Passage:
>>>

Just had a chat with my neighbor who happens to be an airline pilot and pilot trainer. I had just come home from grocery shopping at the supermarket, I had walked there and back. We chatted about the building around the corner which has been empty since about two years ago when it was foreclosed upon.
Very nice building, excellent location the developer ran out of money, the apartments were supposed to be on sale for a mere $450k for a two bedroom apartment. Well the pigeons are roosting there now.
My neighbor still doesn't get it. Well, his job depends on him not getting it. It's not up to me to break the news to him, so I didn't.
Ride a Bike or Take a Hike!
I agree. It must be a grassroots response. It won't come from government edict, no matter how positive they make it sound.
Sure, it sounds fun to walk and enjoy the great outdoors, but frankly, except for a few regions with mild weather, the outdoors suck. Someone in San Francisco or coastal Los Angeles could comfortably walk outdoors 11 months of the year, but try telling that to someone in Buffalo or Phoenix or Houston. That's why we have cars with air conditioning. I agree as anyone else here about needing to get out of cars, but the problem of weather protection is intractable as long as driving and air conditioning remain affordable. All I can say is, I've lived in New York before. New Yorkers get out and walk in all weather. People will just have to get used to being sweaty and cold and wet and all the other discomforts of the great outdoors.
Even in the worst case (New Orleans in August) walking at 7:30 AM is not too bad. Bicycling is better (more "wind"). And coming home to a shower at 5:30 PM is OK too.
And most public transit is air conditioned today (but not the 1923/24 St. Charles streetcars).
Best Hopes for Non-Oil Transportation,
Alan
I lothe responses like this... Seriously how did people _EVER_ survive before the Auto... AC and OMG central heating... Anybody who thinks like this needs to seriously get a life. Life has been made easy by oil.

<<<

Records drawn from a dataset

>>>

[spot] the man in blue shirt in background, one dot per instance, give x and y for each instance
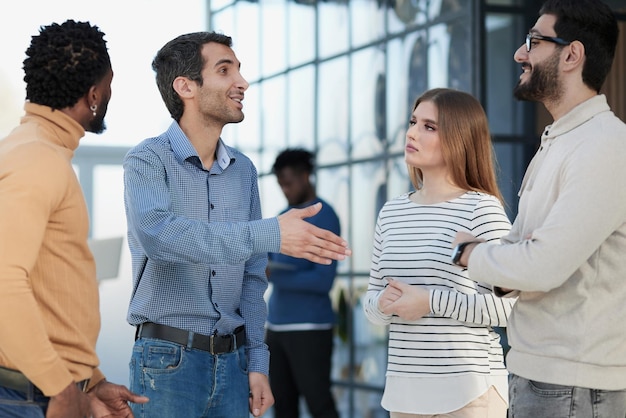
(301, 319)
(199, 245)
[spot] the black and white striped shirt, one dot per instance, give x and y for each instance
(412, 243)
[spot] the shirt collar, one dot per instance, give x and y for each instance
(576, 117)
(183, 149)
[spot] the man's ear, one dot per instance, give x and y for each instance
(575, 55)
(184, 87)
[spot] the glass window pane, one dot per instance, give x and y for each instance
(273, 37)
(301, 33)
(332, 28)
(399, 181)
(332, 109)
(273, 110)
(368, 22)
(368, 193)
(246, 40)
(301, 107)
(504, 33)
(367, 109)
(405, 77)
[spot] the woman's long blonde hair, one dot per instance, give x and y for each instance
(465, 141)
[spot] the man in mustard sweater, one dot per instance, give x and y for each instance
(564, 256)
(49, 307)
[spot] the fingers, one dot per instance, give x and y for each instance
(462, 236)
(309, 210)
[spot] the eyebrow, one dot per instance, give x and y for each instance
(225, 61)
(427, 120)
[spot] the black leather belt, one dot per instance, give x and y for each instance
(214, 344)
(13, 379)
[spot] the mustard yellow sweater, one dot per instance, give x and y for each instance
(49, 302)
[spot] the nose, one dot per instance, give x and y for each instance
(410, 133)
(521, 55)
(241, 83)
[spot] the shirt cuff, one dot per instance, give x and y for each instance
(265, 236)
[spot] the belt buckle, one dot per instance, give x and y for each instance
(83, 385)
(212, 344)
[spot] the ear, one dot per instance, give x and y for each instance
(184, 87)
(575, 57)
(92, 96)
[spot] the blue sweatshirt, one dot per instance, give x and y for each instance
(300, 288)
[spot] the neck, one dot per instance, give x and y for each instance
(573, 96)
(437, 189)
(204, 139)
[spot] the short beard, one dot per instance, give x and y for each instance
(544, 84)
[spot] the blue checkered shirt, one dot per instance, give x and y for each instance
(198, 243)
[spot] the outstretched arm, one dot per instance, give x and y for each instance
(301, 239)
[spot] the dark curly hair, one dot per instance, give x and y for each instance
(182, 57)
(63, 62)
(297, 159)
(593, 23)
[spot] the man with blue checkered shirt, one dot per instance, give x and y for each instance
(199, 245)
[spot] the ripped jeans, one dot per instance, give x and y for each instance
(182, 382)
(532, 399)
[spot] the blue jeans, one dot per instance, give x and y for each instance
(190, 383)
(532, 399)
(15, 404)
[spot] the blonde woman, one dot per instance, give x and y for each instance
(444, 357)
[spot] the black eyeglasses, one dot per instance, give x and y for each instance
(531, 36)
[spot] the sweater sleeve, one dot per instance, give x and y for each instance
(589, 207)
(28, 198)
(376, 284)
(483, 308)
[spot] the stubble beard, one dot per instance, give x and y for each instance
(544, 83)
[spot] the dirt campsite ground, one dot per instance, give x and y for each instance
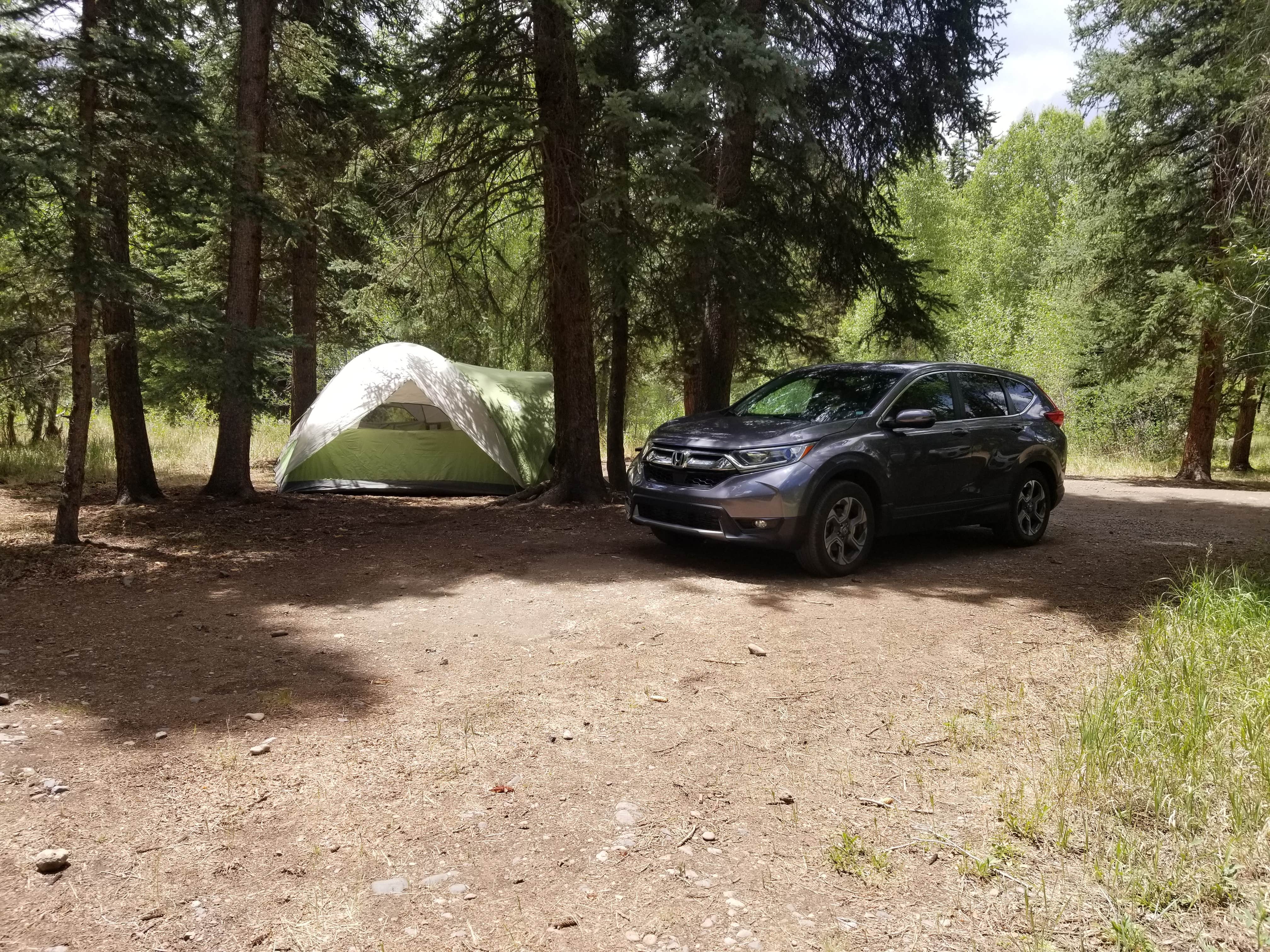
(540, 729)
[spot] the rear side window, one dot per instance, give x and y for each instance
(933, 393)
(983, 395)
(1020, 395)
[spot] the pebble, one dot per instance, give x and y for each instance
(49, 861)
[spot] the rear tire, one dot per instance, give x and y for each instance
(678, 540)
(840, 531)
(1030, 506)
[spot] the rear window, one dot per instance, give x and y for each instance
(1021, 397)
(982, 395)
(820, 395)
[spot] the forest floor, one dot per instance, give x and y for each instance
(541, 729)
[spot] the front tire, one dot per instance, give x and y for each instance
(840, 531)
(676, 540)
(1030, 506)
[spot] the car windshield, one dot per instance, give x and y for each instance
(820, 395)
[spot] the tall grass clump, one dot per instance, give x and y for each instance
(1171, 753)
(1181, 735)
(183, 451)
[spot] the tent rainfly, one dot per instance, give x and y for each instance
(402, 419)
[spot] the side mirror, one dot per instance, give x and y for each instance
(911, 421)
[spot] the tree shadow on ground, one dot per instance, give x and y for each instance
(180, 601)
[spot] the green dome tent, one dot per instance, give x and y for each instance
(401, 419)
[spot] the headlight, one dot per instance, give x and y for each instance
(770, 456)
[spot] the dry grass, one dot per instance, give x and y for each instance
(183, 451)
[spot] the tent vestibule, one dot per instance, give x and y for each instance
(403, 419)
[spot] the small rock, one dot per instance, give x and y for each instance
(50, 861)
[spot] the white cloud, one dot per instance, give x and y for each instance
(1039, 65)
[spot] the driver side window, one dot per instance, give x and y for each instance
(933, 393)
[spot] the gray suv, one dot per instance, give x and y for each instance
(825, 460)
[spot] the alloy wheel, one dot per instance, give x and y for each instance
(1033, 506)
(846, 530)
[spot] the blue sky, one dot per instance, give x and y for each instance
(1039, 64)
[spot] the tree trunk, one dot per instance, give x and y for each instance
(51, 429)
(37, 423)
(305, 276)
(568, 285)
(618, 379)
(135, 480)
(719, 344)
(232, 469)
(1241, 449)
(66, 525)
(1206, 404)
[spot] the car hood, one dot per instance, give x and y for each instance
(719, 431)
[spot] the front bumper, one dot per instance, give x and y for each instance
(760, 508)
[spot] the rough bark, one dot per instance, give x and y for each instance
(135, 479)
(719, 343)
(66, 522)
(568, 285)
(1206, 403)
(305, 276)
(232, 469)
(1241, 447)
(619, 372)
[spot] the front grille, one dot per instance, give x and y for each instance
(680, 516)
(673, 477)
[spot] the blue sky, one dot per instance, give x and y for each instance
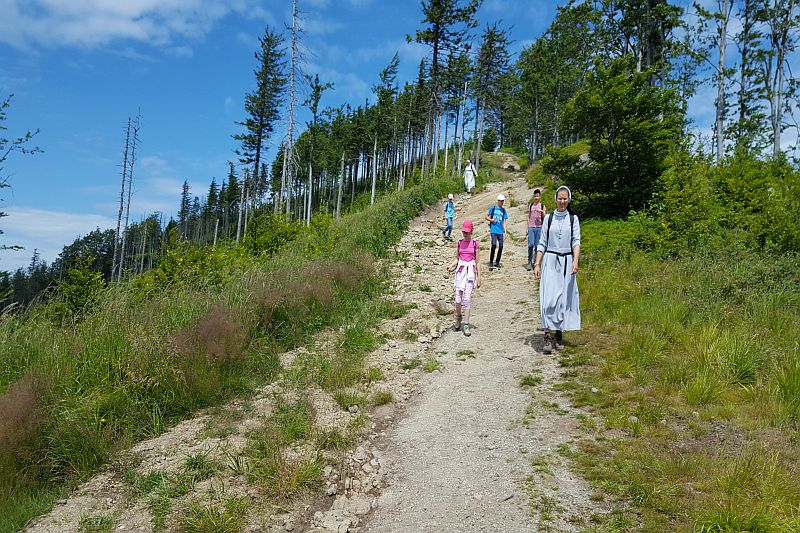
(80, 68)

<<<

What to work on:
1 > In the passage on walking and driving, for what price were the two-bedroom apartments in the foreclosed building supposed to be sold?
2 > Carry the passage on walking and driving forward from its final sentence.
The items bear no relation to the passage on walking and driving.

Responses to the exercise:
1 > A mere $450k.

2 >
Couple of things.
- That wasn't my personal opinion, but ask around and you'll find most people feel that way. Just go to a mall parking lot and see the people circling and waiting for a parking spot a little bit closer to the door. I'll go outside in any weather, and I damn well know how unpleasant it can be. I live in a city with mild weather, but I know the vast majority of North America isn't as fortunate as me. Even then, I've ridden my motorcycle in the local metro area in temps as low as 35F and as high as 115F.
- Sure, people lived in these places before the auto, but check the population rank of the Sunbelt cities, say, before and after the 1950's. Cities like Atlanta and Phoenix would likely never have grown to their present size without A/C and cars. They have tiny urban cores and huge sprawling suburbs where the distances are unwalkable and mostly unbikeable even in good weather. As Kunstler puts it, even the shortest car ride would turn into a Bataan Death March.
The problem with this is most unenlightened people will just give the response "I'd rather not". How do you overcome a response like that? It seems useless trying to convince people who have already decided they won't be convinced. Unfortunately it's the people who understand science the least, so explaining it to them in scientific terms is meaningless to them, they lack the ability to understand the problem, and don't think they can affect the solution.